• [TASK DETAILS]: Copy everything in the material below, from the line containing "In this photo, where can the stone urn" down to the line containing "pixel 705 219", including both of those lines.

━━━━━ MATERIAL PROVIDED ━━━━━

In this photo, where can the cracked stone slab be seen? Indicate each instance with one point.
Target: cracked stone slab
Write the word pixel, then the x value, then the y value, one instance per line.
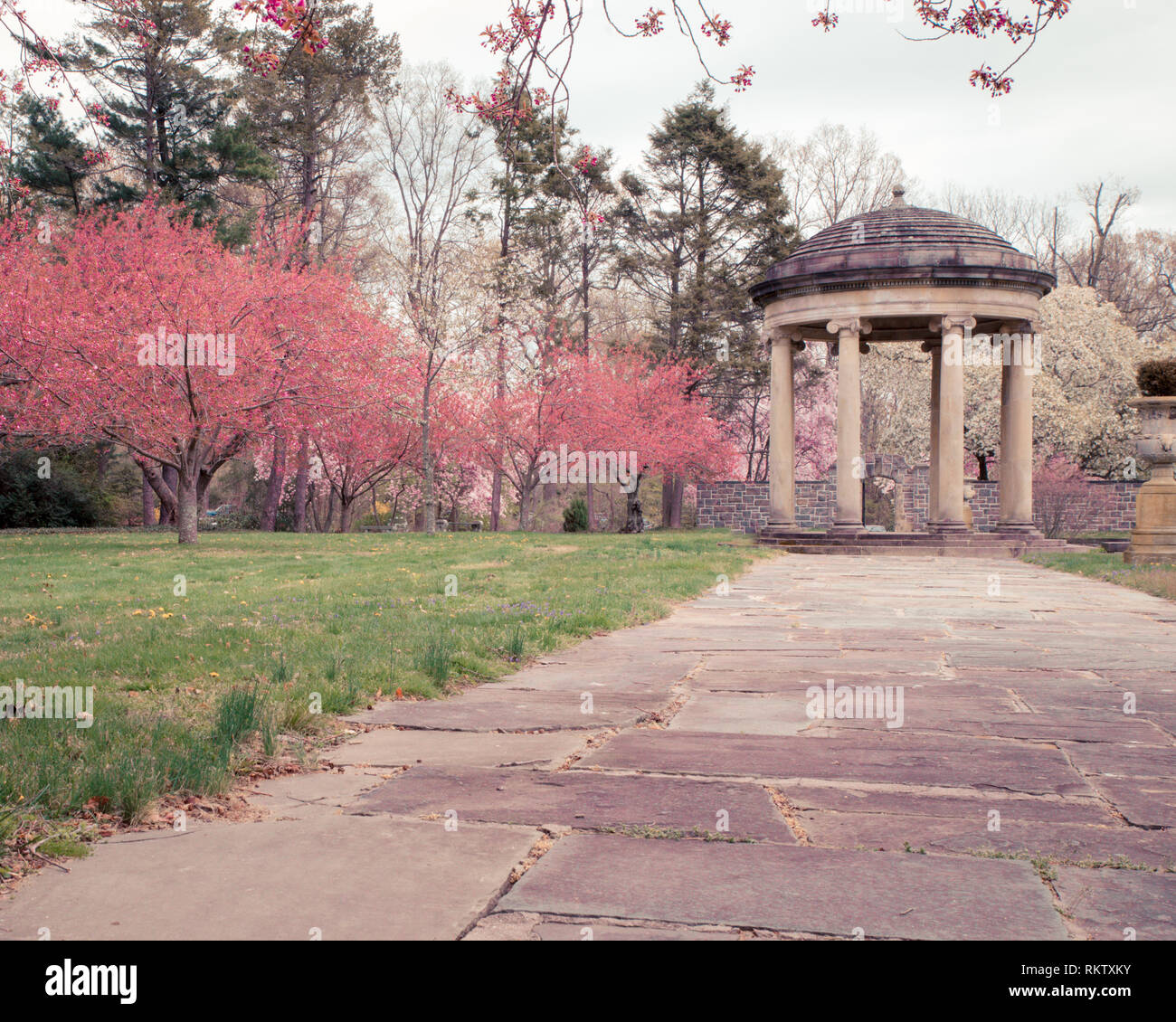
pixel 1070 842
pixel 742 714
pixel 1144 802
pixel 532 927
pixel 295 795
pixel 1113 904
pixel 912 802
pixel 583 799
pixel 516 709
pixel 353 877
pixel 1124 761
pixel 877 756
pixel 388 747
pixel 789 888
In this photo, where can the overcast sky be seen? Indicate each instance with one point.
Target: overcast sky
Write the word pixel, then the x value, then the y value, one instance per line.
pixel 1093 99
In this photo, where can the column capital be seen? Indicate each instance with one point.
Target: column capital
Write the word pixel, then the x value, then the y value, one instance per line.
pixel 947 325
pixel 779 336
pixel 849 326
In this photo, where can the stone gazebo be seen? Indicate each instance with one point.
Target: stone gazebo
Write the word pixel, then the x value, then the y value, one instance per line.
pixel 905 274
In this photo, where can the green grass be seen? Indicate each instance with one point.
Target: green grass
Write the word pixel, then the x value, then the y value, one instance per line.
pixel 1156 580
pixel 274 633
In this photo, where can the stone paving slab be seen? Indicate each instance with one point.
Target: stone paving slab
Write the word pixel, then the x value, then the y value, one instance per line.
pixel 353 877
pixel 1112 904
pixel 298 795
pixel 1045 666
pixel 513 709
pixel 388 747
pixel 583 799
pixel 1070 842
pixel 1124 761
pixel 1144 802
pixel 533 927
pixel 788 888
pixel 882 758
pixel 952 803
pixel 763 715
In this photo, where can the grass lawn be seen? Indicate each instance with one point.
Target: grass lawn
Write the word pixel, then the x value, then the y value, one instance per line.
pixel 1159 582
pixel 210 662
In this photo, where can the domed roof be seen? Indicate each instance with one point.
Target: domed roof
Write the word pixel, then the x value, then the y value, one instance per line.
pixel 900 245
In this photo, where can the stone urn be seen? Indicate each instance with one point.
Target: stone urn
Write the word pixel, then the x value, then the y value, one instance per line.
pixel 1153 539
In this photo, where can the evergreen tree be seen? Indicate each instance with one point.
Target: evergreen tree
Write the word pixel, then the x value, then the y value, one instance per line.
pixel 167 105
pixel 705 219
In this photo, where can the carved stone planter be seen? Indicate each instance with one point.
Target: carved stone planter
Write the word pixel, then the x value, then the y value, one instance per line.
pixel 1153 540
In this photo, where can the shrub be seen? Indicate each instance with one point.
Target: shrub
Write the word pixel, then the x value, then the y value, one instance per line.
pixel 1157 378
pixel 27 501
pixel 575 516
pixel 1065 500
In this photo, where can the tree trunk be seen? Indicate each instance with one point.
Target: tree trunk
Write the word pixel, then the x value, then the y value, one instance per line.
pixel 634 517
pixel 301 480
pixel 431 509
pixel 148 502
pixel 204 484
pixel 346 509
pixel 188 505
pixel 274 489
pixel 497 500
pixel 172 481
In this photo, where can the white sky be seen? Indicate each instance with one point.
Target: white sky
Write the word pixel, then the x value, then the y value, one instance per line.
pixel 1093 100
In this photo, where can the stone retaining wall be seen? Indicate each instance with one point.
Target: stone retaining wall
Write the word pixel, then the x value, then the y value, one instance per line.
pixel 744 506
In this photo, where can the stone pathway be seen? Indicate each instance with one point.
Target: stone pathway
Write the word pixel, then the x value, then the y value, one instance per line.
pixel 671 781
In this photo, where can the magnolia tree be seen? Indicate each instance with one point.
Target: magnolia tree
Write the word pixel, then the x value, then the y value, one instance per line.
pixel 1086 378
pixel 142 331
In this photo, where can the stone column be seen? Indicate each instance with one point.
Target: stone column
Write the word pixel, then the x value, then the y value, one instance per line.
pixel 1016 430
pixel 933 482
pixel 848 516
pixel 949 455
pixel 782 445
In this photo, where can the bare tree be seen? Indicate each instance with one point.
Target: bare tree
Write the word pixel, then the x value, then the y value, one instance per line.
pixel 1085 265
pixel 834 175
pixel 1036 226
pixel 433 156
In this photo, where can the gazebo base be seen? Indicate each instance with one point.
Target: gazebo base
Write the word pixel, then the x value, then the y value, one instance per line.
pixel 936 544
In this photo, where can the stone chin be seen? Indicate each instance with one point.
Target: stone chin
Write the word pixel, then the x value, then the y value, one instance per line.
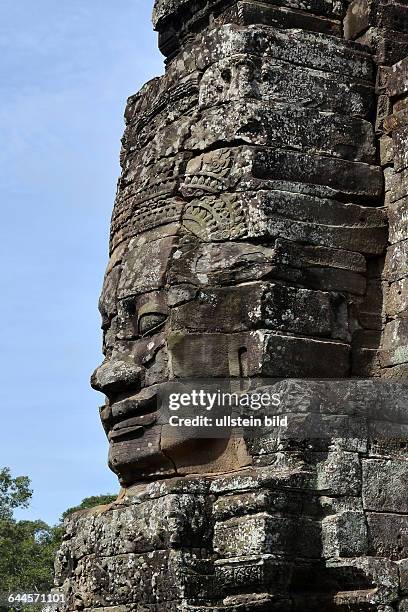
pixel 159 454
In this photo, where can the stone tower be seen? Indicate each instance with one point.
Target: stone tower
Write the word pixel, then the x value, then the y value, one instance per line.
pixel 259 232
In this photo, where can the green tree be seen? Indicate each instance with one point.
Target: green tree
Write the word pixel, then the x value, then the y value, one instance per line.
pixel 28 548
pixel 90 502
pixel 14 493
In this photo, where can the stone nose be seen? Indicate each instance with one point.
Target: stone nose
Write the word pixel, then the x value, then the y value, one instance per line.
pixel 114 376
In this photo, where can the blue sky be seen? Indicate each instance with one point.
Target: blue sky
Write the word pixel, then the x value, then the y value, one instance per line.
pixel 66 70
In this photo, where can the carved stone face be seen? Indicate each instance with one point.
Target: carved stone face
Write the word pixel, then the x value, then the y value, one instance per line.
pixel 236 249
pixel 198 299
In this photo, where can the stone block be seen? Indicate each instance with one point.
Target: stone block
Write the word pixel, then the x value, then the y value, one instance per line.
pixel 384 485
pixel 145 265
pixel 345 535
pixel 398 220
pixel 271 125
pixel 403 575
pixel 396 262
pixel 400 148
pixel 255 353
pixel 397 299
pixel 388 535
pixel 266 534
pixel 357 18
pixel 266 306
pixel 380 578
pixel 399 186
pixel 397 84
pixel 395 343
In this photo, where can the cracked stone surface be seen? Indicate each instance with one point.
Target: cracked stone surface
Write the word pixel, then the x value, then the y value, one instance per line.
pixel 259 230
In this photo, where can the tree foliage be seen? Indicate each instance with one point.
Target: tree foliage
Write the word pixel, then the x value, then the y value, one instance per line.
pixel 28 548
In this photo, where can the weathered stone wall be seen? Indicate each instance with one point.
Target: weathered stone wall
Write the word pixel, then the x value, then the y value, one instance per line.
pixel 394 153
pixel 295 531
pixel 250 238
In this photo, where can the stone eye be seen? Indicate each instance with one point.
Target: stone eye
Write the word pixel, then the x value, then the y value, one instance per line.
pixel 151 322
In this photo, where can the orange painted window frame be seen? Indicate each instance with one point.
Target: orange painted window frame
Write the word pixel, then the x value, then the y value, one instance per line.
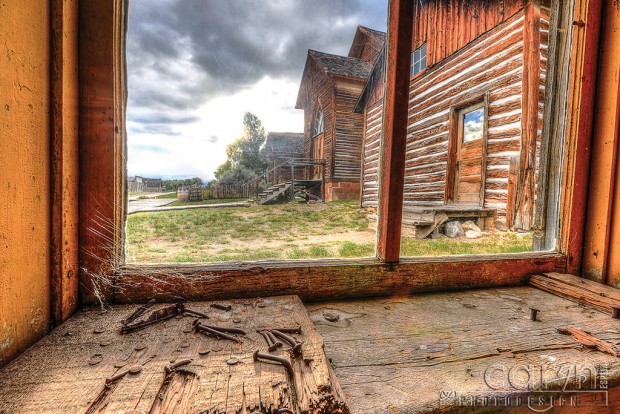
pixel 102 194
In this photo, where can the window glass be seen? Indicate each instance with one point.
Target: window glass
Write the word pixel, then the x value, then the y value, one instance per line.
pixel 318 122
pixel 418 60
pixel 473 123
pixel 246 126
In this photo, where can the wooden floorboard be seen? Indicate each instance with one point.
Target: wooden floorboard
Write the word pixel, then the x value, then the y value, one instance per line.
pixel 66 371
pixel 400 354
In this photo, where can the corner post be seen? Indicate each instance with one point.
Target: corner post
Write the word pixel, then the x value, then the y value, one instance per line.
pixel 394 132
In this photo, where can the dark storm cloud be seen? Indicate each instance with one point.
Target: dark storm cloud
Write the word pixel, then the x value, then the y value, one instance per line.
pixel 181 53
pixel 165 119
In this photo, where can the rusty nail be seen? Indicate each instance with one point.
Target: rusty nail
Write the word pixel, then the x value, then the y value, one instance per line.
pixel 196 313
pixel 275 344
pixel 282 361
pixel 266 337
pixel 116 377
pixel 222 306
pixel 214 332
pixel 292 341
pixel 229 330
pixel 296 330
pixel 170 368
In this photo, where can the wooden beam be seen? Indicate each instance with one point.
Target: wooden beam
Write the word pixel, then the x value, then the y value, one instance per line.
pixel 64 129
pixel 524 206
pixel 580 121
pixel 604 150
pixel 316 280
pixel 394 134
pixel 548 201
pixel 102 182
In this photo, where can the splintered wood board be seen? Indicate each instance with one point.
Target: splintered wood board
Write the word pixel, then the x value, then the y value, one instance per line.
pixel 402 354
pixel 54 376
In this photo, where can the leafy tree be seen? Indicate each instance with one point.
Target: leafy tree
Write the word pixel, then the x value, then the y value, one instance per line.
pixel 245 157
pixel 237 175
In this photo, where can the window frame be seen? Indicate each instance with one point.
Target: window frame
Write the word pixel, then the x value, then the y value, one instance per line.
pixel 455 142
pixel 103 201
pixel 424 57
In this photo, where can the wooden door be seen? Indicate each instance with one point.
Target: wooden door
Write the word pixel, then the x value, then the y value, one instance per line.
pixel 317 154
pixel 470 156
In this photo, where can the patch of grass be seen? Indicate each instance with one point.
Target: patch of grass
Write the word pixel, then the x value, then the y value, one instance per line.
pixel 285 231
pixel 489 243
pixel 350 249
pixel 167 195
pixel 207 202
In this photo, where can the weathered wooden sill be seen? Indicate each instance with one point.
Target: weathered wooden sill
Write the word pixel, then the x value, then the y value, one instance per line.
pixel 318 280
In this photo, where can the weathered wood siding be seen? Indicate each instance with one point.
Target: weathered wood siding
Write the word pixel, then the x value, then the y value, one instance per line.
pixel 349 130
pixel 448 25
pixel 372 148
pixel 492 65
pixel 322 88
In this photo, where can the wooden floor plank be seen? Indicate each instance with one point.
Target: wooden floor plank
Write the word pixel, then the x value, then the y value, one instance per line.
pixel 55 376
pixel 579 290
pixel 400 354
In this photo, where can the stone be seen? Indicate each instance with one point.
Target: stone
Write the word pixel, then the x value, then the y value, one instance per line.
pixel 500 225
pixel 470 225
pixel 473 234
pixel 136 369
pixel 453 229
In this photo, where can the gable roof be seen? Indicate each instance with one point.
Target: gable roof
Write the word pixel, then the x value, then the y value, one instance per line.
pixel 342 65
pixel 366 36
pixel 374 80
pixel 285 143
pixel 333 65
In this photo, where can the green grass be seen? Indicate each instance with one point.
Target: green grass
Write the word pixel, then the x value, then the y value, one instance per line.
pixel 167 195
pixel 206 202
pixel 489 244
pixel 285 231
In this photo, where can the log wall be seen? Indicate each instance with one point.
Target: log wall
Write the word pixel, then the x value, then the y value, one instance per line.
pixel 372 138
pixel 493 65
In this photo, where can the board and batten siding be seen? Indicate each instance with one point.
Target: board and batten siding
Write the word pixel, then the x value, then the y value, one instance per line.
pixel 322 86
pixel 349 130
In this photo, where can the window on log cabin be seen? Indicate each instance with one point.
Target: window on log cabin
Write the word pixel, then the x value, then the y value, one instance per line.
pixel 418 60
pixel 260 156
pixel 474 128
pixel 318 122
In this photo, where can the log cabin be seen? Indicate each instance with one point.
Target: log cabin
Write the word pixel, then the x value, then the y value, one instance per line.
pixel 330 87
pixel 478 68
pixel 279 148
pixel 393 346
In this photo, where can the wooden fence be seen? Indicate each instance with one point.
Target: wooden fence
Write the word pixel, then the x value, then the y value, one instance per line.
pixel 224 191
pixel 212 193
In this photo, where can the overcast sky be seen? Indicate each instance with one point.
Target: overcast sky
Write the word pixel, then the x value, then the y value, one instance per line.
pixel 195 67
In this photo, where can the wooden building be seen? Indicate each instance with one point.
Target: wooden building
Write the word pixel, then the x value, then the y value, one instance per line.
pixel 329 90
pixel 281 147
pixel 475 110
pixel 394 346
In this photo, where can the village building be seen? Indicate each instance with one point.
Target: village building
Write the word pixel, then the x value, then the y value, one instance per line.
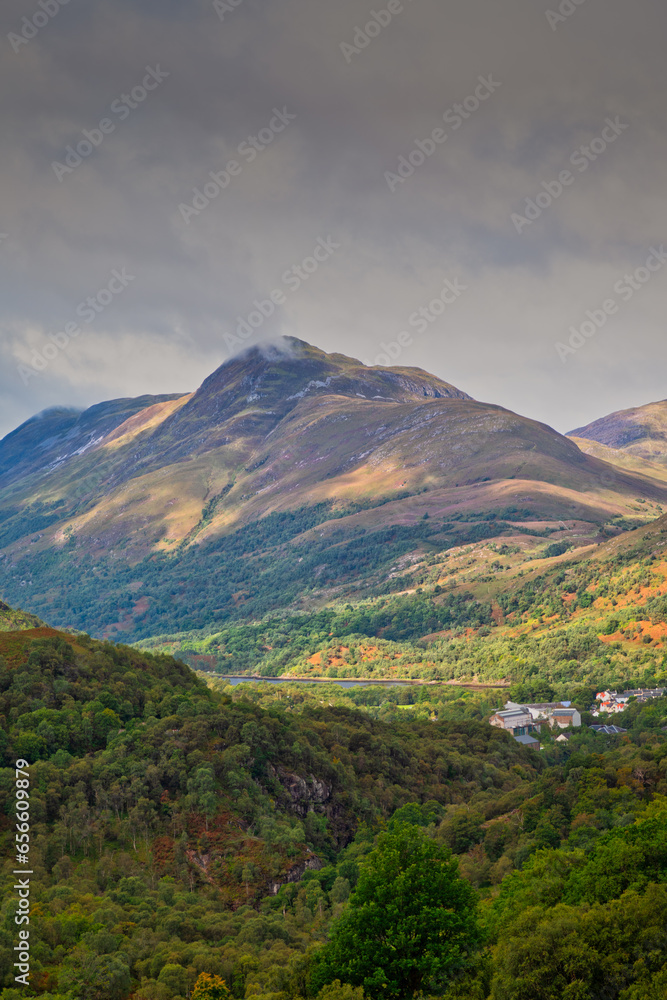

━━━━━

• [RESPONSE TO THIS EXERCISE]:
In this photo, where can the stone urn be seen? Indicate each instance with one point.
Target: stone urn
Write the word pixel, then the x value, then the y value, one instance per line.
pixel 1153 539
In this photo, where can the evergreen tree be seen? Indicate each instance with one point.
Target: evergreen tree
Write the word pixel, then the x value, then the y value, one instance per line.
pixel 167 105
pixel 705 219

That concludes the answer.